▸ **What is required**
Could you print exactly the lines of the listing below, starting at the line that has "339L584 328L557 335L549" and ending at the line that has "positive clicks: (551, 344)", and only those lines?

▸ **Records for this exercise**
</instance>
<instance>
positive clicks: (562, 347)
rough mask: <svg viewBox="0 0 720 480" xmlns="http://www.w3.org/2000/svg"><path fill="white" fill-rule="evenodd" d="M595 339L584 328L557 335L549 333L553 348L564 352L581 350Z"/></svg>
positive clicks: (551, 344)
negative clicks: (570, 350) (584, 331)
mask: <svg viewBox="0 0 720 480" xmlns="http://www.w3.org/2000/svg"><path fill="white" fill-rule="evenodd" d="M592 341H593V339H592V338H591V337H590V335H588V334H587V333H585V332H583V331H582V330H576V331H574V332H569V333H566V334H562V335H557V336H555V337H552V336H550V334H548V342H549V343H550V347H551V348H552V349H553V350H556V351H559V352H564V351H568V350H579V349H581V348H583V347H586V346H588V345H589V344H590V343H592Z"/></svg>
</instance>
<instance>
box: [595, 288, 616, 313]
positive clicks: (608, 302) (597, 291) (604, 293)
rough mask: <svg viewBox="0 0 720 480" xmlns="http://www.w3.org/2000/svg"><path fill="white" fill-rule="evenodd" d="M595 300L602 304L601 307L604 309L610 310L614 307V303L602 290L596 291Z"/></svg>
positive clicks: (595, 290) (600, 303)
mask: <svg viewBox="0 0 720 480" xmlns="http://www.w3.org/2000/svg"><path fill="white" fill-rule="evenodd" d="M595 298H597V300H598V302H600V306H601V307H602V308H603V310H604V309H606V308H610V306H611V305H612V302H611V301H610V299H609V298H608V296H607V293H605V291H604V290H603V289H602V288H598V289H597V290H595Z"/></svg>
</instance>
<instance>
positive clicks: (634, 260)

▸ **Result of this exercise**
rough mask: <svg viewBox="0 0 720 480" xmlns="http://www.w3.org/2000/svg"><path fill="white" fill-rule="evenodd" d="M595 339L584 328L557 335L549 333L553 348L564 352L581 350Z"/></svg>
positive clicks: (551, 344)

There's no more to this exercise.